# [Tasks to carry out]
- 1) In the listing, swap "small stone" for "pebble" and reproduce the lines from the one with "Given the following microscopy image, identify the storefront" up to and including the one with "[336,148,383,231]", leaving everything else unchanged.
- 2) Write the next part of the byelection article, picking up after its final sentence.

# [Excerpted text]
What The Byelection Results Mean For His Brand

OTTAWA — Justin Trudeau may have fallen short of capturing a Conservative stronghold in Manitoba on Monday, but the Liberal leader still emerged from four byelections with a strong victory.

Trudeau kept the two seats the Liberals had previously held, in Toronto Centre and the Montreal riding of Bourassa, despite a concerted effort by the NDP to cause an upset. The Liberals also substantially increased their share of the vote in each riding, compared to the the party's' dismal showing during the 2011 general election.

“It’s a big win still for the Liberals,” Brandon University political science professor Kelly Saunders told The Huffington Post Canada after the final votes were counted. “It shows that the Trudeau brand is saleable out here. It’s saleable in Western Canada and it’s saleable in long hard-won Tory ridings.”

In Manitoba’s Brandon-Souris riding, the Liberals and the Tories were neck-and-neck until the last polls reported. The Grits’ Rolf Dinsdale lost to Conservative candidate Larry Maguire by 391 votes, and Dinsdale managed to capture 42.7 per cent of ballots cast compared to 44.1 per cent for Maguire. It’s a drastic change from 2011 when the Conservatives won with 63.7 per cent of the vote in the riding and the Liberals placed fourth with just 5.4 per cent, behind the NDP and the Green Party.

Maguire won just half of the number of votes that former Conservative MP Merv Tweed won in 2011 in the same riding. Brandon-Souris has been Tory blue since 1953, with only one exception for Liberal Glen McKinnon in 1993.

The nail-biter of a race — which had Conservative MPs and ministers glued to their Twitter feed watching incoming results — has to be “humbling for them,” Saunders told HuffPost.

“They squeaked a win here but it’s 391 votes, certainly not the position that they should have been in.” she said. “They have to pay close attention to that and realize that maybe taking some of their supporters for granted a little bit out here — they simply can’t do that anymore.”

The Conservatives’ Ted Falk kept the seat in Provencher, Manitoba by a healthy margin of 58.1 per cent compared to 29.9 per cent for the Liberals. But the Grits increased their vote share by 23.2 percentage points and firmly supplanted the NDP as the Tory alternative.

The New Democrats were the “big losers” of the evening, Saunders said.

“They placed a really distant third and they’ve lost their alternative status to the Liberals. Out here, if you don’t vote Conservative, you vote NDP and now that’s no longer the case,” she said.

“If this byelection is an indication of the way people are starting to feel, the NDP really have to start mobilizing their base a lot better and think about how they are going to do something different in 2015.”

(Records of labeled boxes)
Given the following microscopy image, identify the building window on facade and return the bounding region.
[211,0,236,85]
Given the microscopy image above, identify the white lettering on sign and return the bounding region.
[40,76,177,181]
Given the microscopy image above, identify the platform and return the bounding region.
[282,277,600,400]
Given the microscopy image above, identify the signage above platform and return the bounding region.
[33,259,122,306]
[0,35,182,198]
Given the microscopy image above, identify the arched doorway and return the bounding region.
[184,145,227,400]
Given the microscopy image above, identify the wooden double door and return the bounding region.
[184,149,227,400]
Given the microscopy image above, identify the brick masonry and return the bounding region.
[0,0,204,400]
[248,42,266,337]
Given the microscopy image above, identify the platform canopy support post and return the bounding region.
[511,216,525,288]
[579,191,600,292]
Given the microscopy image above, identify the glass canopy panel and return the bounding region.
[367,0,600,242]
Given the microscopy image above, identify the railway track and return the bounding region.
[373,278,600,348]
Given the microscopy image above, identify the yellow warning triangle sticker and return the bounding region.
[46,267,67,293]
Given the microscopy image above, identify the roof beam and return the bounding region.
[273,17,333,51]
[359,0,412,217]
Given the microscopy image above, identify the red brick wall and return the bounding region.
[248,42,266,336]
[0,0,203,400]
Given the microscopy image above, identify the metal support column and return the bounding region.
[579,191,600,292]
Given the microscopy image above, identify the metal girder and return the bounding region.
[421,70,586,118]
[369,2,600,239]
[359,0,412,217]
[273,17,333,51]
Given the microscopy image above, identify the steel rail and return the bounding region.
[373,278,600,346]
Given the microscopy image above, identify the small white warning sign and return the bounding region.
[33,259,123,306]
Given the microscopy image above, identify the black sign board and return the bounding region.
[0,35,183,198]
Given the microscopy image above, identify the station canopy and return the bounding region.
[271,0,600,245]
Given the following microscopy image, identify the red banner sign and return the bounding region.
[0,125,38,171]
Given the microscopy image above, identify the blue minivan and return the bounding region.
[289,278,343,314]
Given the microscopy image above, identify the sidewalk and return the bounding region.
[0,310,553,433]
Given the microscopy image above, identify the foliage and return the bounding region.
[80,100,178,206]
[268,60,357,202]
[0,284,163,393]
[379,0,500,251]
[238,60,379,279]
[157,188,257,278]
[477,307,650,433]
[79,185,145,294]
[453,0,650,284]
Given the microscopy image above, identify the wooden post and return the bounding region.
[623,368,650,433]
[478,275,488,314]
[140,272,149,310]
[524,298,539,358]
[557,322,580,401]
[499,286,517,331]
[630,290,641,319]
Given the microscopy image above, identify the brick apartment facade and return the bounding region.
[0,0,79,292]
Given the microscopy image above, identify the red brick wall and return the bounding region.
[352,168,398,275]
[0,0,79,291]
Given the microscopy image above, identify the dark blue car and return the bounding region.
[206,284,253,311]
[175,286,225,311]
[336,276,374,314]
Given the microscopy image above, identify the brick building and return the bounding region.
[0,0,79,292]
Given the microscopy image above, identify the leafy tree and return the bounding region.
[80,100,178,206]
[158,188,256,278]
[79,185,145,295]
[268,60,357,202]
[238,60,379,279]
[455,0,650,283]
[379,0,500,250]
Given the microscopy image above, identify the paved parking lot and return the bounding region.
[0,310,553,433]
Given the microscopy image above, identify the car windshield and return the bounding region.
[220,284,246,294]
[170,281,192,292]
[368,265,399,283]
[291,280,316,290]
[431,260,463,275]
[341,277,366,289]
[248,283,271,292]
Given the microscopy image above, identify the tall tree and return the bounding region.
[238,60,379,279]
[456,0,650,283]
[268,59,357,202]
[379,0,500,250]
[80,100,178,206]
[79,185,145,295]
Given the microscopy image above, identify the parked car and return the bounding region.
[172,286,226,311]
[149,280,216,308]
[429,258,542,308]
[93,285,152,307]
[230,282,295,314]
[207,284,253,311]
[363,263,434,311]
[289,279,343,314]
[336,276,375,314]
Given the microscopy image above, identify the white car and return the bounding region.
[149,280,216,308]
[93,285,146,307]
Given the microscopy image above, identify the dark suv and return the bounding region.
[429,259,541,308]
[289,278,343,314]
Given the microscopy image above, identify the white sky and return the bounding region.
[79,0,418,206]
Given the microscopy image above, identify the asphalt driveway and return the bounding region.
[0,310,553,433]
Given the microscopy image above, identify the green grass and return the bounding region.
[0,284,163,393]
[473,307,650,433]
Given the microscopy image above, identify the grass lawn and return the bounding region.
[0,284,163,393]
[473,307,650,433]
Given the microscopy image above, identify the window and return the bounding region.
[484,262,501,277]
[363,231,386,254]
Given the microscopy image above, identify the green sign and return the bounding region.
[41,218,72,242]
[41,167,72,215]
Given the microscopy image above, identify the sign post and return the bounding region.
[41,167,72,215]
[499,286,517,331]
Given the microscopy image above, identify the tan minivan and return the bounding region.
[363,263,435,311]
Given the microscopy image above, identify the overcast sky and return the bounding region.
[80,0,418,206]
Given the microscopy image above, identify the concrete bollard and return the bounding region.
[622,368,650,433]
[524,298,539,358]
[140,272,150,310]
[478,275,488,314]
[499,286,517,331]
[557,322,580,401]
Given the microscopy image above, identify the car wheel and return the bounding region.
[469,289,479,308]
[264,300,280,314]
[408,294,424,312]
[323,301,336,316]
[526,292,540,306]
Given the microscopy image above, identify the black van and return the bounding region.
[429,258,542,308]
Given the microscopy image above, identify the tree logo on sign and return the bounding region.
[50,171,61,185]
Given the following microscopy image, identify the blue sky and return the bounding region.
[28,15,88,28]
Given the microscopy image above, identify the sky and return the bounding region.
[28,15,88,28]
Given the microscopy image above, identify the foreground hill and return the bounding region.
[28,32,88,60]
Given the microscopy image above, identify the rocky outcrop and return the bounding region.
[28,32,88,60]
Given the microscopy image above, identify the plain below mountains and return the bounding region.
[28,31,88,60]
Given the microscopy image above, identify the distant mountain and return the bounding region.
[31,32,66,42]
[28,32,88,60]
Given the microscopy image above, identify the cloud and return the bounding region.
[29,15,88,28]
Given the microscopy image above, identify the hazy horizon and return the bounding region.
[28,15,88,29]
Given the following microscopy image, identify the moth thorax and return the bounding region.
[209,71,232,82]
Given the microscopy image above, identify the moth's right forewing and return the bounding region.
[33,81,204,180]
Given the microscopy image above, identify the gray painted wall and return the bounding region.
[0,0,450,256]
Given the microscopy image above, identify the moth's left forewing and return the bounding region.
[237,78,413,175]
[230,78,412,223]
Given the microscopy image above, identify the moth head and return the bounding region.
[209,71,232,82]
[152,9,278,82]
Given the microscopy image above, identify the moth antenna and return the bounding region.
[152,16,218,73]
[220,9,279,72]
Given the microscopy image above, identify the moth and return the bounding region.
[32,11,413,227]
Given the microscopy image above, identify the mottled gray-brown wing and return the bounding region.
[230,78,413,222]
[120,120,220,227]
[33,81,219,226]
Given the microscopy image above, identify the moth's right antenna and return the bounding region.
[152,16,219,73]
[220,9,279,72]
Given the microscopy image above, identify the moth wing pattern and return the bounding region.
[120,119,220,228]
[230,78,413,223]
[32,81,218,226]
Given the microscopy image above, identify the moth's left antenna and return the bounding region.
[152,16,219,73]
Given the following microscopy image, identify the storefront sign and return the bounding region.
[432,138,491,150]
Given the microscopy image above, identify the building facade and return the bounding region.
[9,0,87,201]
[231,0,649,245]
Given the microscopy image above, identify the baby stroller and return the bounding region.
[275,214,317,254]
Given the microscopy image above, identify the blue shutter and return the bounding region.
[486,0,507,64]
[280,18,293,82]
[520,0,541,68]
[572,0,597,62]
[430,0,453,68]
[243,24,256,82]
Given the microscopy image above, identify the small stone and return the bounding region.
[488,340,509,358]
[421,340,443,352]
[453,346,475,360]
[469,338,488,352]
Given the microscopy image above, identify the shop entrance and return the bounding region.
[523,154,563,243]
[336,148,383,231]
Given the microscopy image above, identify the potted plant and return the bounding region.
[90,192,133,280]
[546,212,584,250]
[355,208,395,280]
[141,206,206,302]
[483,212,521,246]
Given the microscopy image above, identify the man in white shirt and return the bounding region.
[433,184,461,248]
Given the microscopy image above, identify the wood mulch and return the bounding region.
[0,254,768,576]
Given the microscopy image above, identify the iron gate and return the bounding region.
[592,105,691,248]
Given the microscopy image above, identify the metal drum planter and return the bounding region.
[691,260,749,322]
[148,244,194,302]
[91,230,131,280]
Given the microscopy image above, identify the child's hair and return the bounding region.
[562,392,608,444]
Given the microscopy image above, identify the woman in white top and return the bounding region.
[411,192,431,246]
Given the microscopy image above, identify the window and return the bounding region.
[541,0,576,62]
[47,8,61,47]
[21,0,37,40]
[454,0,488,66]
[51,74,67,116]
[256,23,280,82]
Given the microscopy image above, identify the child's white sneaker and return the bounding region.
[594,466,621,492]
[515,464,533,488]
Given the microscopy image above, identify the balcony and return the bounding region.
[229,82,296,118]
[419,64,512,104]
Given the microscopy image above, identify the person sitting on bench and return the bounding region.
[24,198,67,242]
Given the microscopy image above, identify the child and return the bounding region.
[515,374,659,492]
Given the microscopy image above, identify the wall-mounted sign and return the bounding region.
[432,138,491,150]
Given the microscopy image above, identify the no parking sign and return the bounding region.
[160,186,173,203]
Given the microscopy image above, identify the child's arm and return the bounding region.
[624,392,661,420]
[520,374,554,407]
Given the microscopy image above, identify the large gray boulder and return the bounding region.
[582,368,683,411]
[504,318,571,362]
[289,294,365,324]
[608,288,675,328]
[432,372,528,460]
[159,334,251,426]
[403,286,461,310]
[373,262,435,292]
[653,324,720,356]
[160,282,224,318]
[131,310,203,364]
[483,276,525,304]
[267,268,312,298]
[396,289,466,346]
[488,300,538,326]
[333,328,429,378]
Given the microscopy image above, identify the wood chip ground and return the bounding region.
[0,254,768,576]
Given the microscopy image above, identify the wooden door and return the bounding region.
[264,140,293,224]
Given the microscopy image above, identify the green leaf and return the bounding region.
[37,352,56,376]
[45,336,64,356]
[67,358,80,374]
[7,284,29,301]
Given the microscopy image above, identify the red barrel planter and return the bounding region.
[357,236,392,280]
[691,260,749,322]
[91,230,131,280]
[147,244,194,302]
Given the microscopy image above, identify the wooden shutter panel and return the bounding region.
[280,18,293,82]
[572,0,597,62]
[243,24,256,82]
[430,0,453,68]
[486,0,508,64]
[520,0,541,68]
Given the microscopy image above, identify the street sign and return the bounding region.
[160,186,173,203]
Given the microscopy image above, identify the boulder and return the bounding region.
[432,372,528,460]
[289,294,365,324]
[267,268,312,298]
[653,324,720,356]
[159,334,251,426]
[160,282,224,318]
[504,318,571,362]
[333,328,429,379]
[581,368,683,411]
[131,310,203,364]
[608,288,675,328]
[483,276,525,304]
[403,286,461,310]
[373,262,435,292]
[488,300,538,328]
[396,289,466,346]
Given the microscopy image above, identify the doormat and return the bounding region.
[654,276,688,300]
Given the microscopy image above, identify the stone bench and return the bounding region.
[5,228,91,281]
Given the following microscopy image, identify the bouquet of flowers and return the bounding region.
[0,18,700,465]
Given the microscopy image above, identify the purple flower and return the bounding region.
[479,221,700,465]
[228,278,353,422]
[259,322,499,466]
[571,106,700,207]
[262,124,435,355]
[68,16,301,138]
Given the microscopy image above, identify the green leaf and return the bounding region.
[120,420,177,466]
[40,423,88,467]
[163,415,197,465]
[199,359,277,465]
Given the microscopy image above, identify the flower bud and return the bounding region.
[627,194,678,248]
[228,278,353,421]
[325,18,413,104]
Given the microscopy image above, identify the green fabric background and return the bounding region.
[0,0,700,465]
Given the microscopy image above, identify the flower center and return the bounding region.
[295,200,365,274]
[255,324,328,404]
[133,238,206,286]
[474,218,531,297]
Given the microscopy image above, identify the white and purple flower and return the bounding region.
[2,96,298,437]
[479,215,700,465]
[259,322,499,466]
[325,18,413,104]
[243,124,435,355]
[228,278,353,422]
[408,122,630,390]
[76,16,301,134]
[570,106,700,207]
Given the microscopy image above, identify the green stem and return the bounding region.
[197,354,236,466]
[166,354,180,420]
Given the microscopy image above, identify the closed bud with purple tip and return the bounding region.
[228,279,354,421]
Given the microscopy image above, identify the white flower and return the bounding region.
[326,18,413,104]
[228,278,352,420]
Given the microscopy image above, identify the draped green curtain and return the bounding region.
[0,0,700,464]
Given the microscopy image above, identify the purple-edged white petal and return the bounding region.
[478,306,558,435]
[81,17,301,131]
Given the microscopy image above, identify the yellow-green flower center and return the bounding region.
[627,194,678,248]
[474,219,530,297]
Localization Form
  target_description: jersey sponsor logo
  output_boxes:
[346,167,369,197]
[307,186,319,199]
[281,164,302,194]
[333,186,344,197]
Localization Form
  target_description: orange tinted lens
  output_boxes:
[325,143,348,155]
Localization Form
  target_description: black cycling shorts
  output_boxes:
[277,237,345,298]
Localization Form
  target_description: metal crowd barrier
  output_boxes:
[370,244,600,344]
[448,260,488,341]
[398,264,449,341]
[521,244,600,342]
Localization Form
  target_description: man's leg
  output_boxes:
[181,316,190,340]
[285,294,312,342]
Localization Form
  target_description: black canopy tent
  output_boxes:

# [Responses in order]
- 1)
Given the following microscopy image, identify the storefront sign and return the bounding region.
[432,138,491,150]
Given the microscopy image above, identify the building facade and return the bounding region.
[9,0,87,201]
[231,0,649,245]
Given the microscopy image above, identify the baby stroller and return the bounding region.
[275,214,317,254]
Given the microscopy image above, identify the blue shutter and return the bounding region.
[486,0,507,64]
[280,18,293,82]
[520,0,541,68]
[572,0,597,62]
[430,0,453,68]
[243,24,256,82]
Given the microscopy image above, identify the pebble and return the bounding region.
[488,340,509,358]
[421,340,443,352]
[453,346,475,360]
[469,338,488,352]
Given the microscopy image above, identify the shop entrance and return the bounding region.
[523,154,563,243]
[336,148,383,231]

- 2)
Carleton University political scientist Bruce Hicks agreed the “bragging rights” belong to Trudeau. Stephen Harper’s Conservatives and Thomas Mulcair’s NDP have cause to worry, he said.

Despite the NDP’s best efforts in Bourassa, Liberal candidate Emmanuel Dubourg increased the Liberals’ share of the vote by 7.2 percentage points. In Toronto Centre, Grit candidate Chrystia Freeland won by 8.1 more percentage points than former MP Bob Rae in the last general election. The NDP candidate Linda McQuaig, however, also increased her share of the vote by 6.2 percentage points. Conservative voters in both ridings seem to have stayed home.

But the sky isn’t falling, suggested NDP national director Nathan Rotman in a tweet to supporters after the results were in.

Hicks said the NDP may need some time to recover from the political spin and punditry of the next 48 hours, which he says will declare Trudeau as “the once-again viable alternative government”.

Although the NDP did not hold any of the seats up for grabs in the byelections — and mounted an effort only in traditional Liberal ridings — Hicks said Monday’s results mean Mulcair will continue to face questions about his party’s electoral chances and whether the 2011 win was really just a fluke.

The problem for the NDP is that the Liberals now look like they have momentum, he said. Hicks believes Trudeau proved his organization is capable of getting their vote out and able to build in areas where there was no party structure.

Freeland, the new Liberal MP, told her supporters she had a message for Harper Monday. “Watch out, we’re on the rise,” she said. “Canadians want an alternative to the Conservatives and they have found that alternative in the Liberal party.”

Monday’s four elections may have been a chance for voters to send the government a message, but it won’t necessarily dictate what happens in 2015, said McGill University professor Antonia Maioni.